Yeri gelmişken kısaca Lorenz Şifresi’nden de bahsedelim. Almanların üst rütbelileri arasındaki yüksek güvenlikli iletişimi sağlamak amacıyla üretilmiş olan Lorenz’in kırılmasıyla, 2. Dünya Savaşı’nın seyri ciddi şekilde değişmiştir. Baya baya bir odaya kapanıp kağıt kalemle şifre çözmeye çabalayan insanlar, savaşların kaderini değiştirebiliyor. O yüzden kıymetli arkadaşlarım, lütfen “Gidelim savaşalım ağğbi vuralım ağğbi nolcaksa olsun artık.” kafasından kurtulun.

Lorenz SZ42. Bletchey Park Müzesi
Lorenz SZ42. Bletchey Park Müzesi

Lorenz ile şifrelenmiş telsiz mesajları dinleniyor, kayıt altına alınıyor ve Bletchey’e getiriliyordu. 30 Ağustos 1941’de Atina’dan Viyana’ya gönderilen yaklaşık 4000 karakterlik bir mesaj, diğer uçtan doğru şekilde alınamadı. Alıcı taraf, mesajı yeniden istedi. İşler bu noktada bambaşka bir hâl almaya başladı.

» **Yapılacak Görevler**:
(a) Lorenz Şifresi metnine göre alıcı taraf, 30 Ağustos 1941'de gönderilen mesajı neden yeniden istedi?
(b) Lorenz Şifresi metnine göre şu soruları yanıtlayın:
(i) Lorenz hangi amaçla üretilmişti?
(ii) Lorenz ile şifrelenmiş telsiz mesajları dinlenip kaydedildikten sonra nereye getiriliyordu?
(iii) 30 Ağustos 1941'de gönderilen mesaj hangi şehirden hangi şehre gönderildi?

» **Veri Satırları**:
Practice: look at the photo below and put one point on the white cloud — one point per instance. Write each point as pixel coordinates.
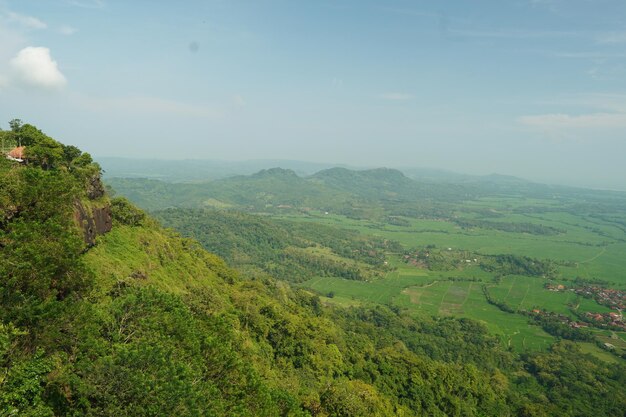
(28, 22)
(34, 67)
(396, 96)
(67, 30)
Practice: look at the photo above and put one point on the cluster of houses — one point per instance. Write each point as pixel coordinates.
(614, 320)
(607, 319)
(610, 297)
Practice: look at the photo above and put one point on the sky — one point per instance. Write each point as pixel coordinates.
(532, 88)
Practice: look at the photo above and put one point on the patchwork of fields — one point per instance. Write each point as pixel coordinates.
(586, 247)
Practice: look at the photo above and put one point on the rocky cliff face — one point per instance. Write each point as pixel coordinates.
(94, 221)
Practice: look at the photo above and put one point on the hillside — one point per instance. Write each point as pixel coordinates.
(135, 320)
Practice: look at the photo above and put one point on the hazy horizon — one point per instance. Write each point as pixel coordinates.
(529, 88)
(289, 164)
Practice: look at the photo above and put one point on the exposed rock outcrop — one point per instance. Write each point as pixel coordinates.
(94, 221)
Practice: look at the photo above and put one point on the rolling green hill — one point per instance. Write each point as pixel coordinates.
(130, 319)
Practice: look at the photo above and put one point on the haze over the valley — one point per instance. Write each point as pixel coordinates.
(531, 88)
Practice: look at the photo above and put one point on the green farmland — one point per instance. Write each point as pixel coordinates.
(582, 246)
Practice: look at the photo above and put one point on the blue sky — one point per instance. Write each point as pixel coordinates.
(533, 88)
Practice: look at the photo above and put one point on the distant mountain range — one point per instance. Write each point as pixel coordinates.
(338, 189)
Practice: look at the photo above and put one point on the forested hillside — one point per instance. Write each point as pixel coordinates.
(105, 313)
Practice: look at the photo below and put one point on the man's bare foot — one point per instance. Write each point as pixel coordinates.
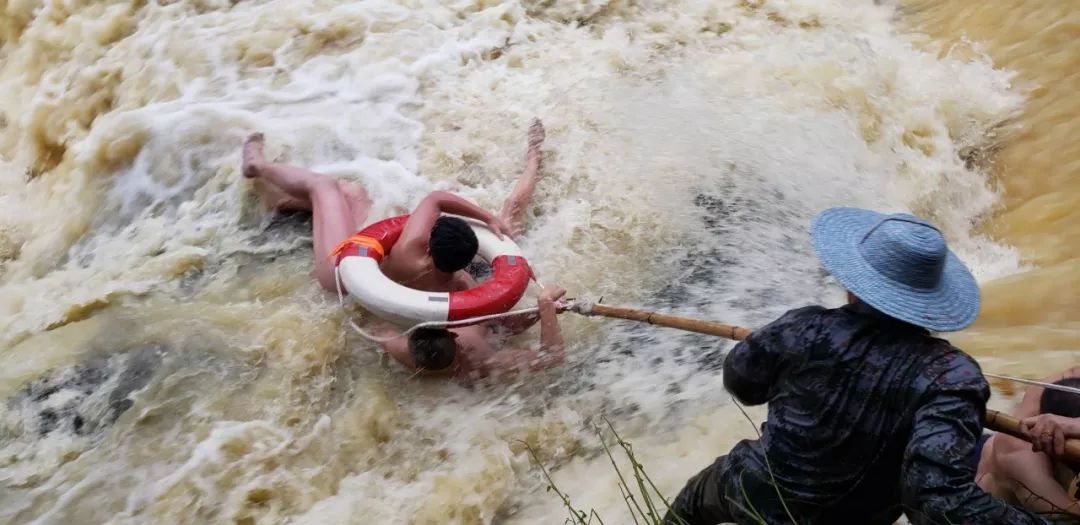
(536, 139)
(253, 155)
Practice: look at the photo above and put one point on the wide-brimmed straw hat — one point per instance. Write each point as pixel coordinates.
(898, 264)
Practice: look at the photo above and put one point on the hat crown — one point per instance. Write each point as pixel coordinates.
(906, 250)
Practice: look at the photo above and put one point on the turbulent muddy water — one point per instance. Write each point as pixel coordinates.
(166, 358)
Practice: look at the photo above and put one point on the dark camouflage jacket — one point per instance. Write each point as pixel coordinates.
(868, 417)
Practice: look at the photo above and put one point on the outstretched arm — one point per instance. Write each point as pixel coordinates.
(552, 350)
(937, 482)
(396, 348)
(418, 227)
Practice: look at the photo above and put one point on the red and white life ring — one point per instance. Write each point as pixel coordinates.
(359, 258)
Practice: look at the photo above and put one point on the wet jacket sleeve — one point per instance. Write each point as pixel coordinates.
(755, 365)
(937, 481)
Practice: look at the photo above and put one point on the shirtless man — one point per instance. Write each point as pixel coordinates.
(1029, 474)
(478, 351)
(430, 255)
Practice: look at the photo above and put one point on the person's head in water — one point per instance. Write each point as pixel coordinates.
(432, 349)
(453, 244)
(1058, 403)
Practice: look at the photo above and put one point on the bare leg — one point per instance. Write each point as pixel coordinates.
(334, 216)
(513, 209)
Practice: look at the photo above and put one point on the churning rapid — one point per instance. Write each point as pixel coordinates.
(165, 355)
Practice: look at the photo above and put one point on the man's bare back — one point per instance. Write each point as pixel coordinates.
(339, 209)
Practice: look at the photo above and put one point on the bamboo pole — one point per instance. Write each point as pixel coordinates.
(1011, 426)
(995, 420)
(709, 327)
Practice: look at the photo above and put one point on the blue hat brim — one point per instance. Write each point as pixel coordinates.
(952, 306)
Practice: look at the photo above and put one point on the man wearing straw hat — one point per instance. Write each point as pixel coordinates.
(869, 416)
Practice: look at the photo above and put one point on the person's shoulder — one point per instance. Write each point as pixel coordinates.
(807, 313)
(797, 319)
(948, 367)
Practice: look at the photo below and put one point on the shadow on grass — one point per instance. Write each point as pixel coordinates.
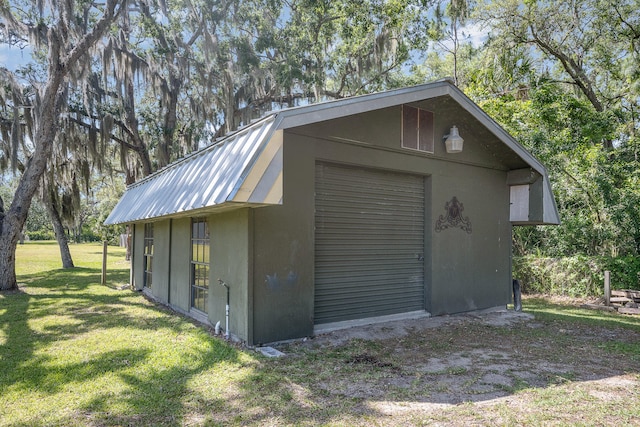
(114, 330)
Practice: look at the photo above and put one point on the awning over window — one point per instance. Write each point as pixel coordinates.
(244, 168)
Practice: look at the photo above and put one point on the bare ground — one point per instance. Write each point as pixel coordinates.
(493, 368)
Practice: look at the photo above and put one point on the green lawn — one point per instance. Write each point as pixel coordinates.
(75, 353)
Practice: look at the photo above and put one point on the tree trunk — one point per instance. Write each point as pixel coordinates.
(58, 229)
(47, 112)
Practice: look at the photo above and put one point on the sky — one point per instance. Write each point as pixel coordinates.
(12, 57)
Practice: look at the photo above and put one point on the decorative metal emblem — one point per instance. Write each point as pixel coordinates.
(453, 218)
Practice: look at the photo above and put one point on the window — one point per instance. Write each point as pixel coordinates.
(417, 129)
(148, 255)
(199, 264)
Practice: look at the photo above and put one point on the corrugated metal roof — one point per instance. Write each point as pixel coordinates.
(204, 179)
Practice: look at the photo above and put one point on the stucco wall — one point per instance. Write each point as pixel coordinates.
(137, 262)
(463, 271)
(161, 253)
(180, 290)
(231, 240)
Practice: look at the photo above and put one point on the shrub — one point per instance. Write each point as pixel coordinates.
(577, 276)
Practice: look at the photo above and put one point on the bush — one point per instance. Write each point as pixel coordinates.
(577, 276)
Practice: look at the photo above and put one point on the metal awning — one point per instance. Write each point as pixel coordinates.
(244, 168)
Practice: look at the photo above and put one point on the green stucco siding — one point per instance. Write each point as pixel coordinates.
(137, 262)
(180, 290)
(231, 240)
(161, 254)
(463, 271)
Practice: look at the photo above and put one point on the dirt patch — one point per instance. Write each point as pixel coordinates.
(421, 367)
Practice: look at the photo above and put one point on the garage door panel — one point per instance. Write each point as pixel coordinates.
(369, 243)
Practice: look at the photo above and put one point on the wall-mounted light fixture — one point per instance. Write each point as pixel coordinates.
(453, 141)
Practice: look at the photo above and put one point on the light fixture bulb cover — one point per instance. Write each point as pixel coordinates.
(454, 141)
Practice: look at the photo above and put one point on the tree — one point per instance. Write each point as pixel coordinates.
(70, 32)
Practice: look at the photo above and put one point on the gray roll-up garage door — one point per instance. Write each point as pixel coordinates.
(369, 243)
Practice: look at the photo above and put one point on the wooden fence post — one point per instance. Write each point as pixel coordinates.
(104, 262)
(607, 288)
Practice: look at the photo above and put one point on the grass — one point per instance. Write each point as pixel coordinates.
(75, 353)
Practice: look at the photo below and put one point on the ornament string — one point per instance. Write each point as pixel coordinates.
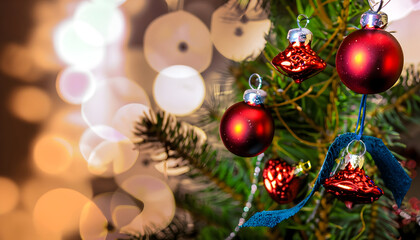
(248, 204)
(362, 119)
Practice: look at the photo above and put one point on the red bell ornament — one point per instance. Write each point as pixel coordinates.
(370, 60)
(283, 181)
(351, 184)
(298, 60)
(247, 128)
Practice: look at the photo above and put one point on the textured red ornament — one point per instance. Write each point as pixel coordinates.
(369, 61)
(353, 186)
(280, 181)
(247, 130)
(299, 62)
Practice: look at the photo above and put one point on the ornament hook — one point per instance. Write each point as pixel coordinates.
(259, 79)
(298, 20)
(362, 145)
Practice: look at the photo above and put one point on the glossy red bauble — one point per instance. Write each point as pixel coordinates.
(369, 61)
(247, 130)
(280, 181)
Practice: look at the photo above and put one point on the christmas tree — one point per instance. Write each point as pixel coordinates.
(219, 189)
(173, 119)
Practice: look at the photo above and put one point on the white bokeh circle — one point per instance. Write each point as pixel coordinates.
(178, 38)
(179, 90)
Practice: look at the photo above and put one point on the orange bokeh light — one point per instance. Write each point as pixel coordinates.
(9, 195)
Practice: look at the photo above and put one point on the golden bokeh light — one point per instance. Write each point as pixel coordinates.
(30, 104)
(35, 187)
(9, 195)
(52, 154)
(73, 50)
(98, 23)
(159, 204)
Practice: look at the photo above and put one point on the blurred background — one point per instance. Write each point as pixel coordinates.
(76, 74)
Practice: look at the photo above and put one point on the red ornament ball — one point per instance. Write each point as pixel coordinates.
(369, 61)
(247, 130)
(280, 181)
(353, 186)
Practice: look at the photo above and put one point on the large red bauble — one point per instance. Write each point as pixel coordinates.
(369, 61)
(247, 130)
(280, 181)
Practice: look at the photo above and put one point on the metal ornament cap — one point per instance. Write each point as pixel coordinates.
(374, 20)
(254, 96)
(301, 35)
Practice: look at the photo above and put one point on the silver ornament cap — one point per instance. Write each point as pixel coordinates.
(254, 96)
(374, 20)
(302, 35)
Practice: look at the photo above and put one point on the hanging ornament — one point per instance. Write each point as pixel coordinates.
(238, 32)
(247, 128)
(370, 60)
(298, 60)
(351, 185)
(283, 181)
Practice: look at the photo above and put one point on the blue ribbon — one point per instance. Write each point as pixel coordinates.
(394, 176)
(362, 122)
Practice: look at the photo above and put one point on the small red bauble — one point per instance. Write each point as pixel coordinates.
(247, 130)
(280, 181)
(370, 60)
(353, 186)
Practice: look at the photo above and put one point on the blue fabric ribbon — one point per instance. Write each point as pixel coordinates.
(394, 176)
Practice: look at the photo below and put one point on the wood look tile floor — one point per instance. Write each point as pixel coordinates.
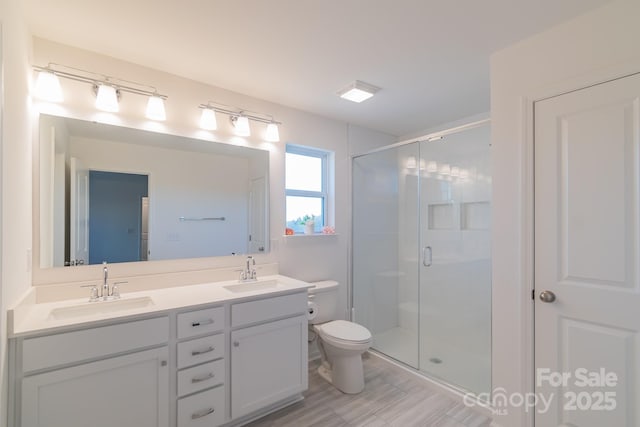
(391, 397)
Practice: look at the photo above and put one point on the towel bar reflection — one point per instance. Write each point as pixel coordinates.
(217, 218)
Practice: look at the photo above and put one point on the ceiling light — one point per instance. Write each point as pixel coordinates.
(358, 91)
(272, 133)
(48, 87)
(208, 119)
(411, 162)
(107, 98)
(241, 123)
(155, 108)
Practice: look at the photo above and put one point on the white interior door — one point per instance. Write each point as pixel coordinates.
(587, 222)
(257, 217)
(79, 212)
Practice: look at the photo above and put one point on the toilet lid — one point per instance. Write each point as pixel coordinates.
(347, 331)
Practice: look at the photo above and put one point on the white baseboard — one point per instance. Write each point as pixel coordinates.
(480, 406)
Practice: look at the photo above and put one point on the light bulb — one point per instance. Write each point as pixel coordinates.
(107, 99)
(208, 119)
(155, 109)
(48, 87)
(272, 133)
(242, 126)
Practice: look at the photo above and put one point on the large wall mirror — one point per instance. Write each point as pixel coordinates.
(117, 194)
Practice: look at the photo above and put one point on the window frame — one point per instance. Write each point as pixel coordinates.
(324, 156)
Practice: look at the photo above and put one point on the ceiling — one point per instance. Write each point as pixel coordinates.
(430, 57)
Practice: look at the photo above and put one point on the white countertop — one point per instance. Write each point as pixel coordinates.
(30, 318)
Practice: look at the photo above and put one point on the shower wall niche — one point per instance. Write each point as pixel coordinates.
(422, 255)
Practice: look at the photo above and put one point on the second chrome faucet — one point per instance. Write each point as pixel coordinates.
(249, 273)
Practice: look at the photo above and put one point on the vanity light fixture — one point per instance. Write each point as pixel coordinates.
(358, 91)
(241, 123)
(208, 119)
(107, 98)
(107, 89)
(240, 120)
(48, 87)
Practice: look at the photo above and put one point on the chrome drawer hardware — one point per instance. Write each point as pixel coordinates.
(203, 378)
(202, 413)
(202, 323)
(199, 352)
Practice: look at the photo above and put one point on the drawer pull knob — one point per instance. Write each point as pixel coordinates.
(202, 413)
(202, 378)
(199, 352)
(202, 323)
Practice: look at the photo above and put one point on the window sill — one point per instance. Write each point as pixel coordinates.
(309, 235)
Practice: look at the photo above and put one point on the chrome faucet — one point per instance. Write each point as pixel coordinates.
(105, 284)
(249, 273)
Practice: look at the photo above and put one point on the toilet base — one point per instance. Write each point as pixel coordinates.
(346, 374)
(325, 372)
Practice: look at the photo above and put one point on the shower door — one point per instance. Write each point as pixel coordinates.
(385, 248)
(421, 260)
(455, 272)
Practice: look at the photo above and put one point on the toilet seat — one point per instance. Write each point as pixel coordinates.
(344, 332)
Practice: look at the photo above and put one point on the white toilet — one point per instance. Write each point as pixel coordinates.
(341, 343)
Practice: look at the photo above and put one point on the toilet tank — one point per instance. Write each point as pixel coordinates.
(325, 296)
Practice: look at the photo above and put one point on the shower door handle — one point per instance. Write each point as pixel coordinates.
(427, 256)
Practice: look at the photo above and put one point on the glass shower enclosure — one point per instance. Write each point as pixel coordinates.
(421, 259)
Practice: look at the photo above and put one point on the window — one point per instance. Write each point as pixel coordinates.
(306, 183)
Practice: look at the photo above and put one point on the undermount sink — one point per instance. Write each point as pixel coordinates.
(254, 286)
(100, 307)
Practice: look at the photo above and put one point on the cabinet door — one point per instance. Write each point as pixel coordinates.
(268, 364)
(124, 391)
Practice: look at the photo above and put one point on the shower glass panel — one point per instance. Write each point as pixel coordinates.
(422, 258)
(385, 244)
(455, 275)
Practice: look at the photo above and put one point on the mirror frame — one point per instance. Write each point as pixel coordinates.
(59, 275)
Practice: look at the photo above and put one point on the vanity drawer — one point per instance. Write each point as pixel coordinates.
(200, 377)
(268, 308)
(205, 409)
(200, 322)
(200, 350)
(72, 347)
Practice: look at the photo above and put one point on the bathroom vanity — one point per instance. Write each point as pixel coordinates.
(212, 354)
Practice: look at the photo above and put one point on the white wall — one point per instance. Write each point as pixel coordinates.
(16, 171)
(310, 258)
(595, 47)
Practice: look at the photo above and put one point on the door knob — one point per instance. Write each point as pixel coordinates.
(547, 296)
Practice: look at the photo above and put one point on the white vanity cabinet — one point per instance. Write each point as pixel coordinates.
(269, 357)
(201, 368)
(64, 385)
(221, 363)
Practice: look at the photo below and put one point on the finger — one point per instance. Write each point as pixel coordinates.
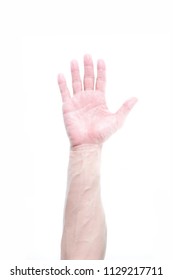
(65, 94)
(122, 113)
(76, 80)
(88, 73)
(101, 75)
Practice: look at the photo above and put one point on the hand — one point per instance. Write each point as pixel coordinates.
(86, 116)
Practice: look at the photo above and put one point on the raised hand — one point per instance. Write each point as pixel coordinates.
(86, 116)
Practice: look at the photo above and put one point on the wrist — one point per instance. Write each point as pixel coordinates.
(86, 147)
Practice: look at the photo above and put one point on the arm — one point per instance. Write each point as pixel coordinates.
(88, 123)
(84, 234)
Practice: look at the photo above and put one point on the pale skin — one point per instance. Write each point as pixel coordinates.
(89, 123)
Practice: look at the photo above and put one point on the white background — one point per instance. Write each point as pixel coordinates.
(38, 40)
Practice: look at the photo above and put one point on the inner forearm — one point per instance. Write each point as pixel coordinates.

» **Görevlere Göre Sonuçlar**:
(a) Atina'dan Viyana'ya gönderilen yaklaşık 4000 karakterlik mesaj diğer uçta doğru şekilde alınamadığı için alıcı taraf mesajı yeniden istedi.

(b)
(i) Almanların üst rütbelileri arasında yüksek güvenlikli iletişimi sağlamak için.
(ii) Bletchey'e.
(iii) Atina'dan Viyana'ya.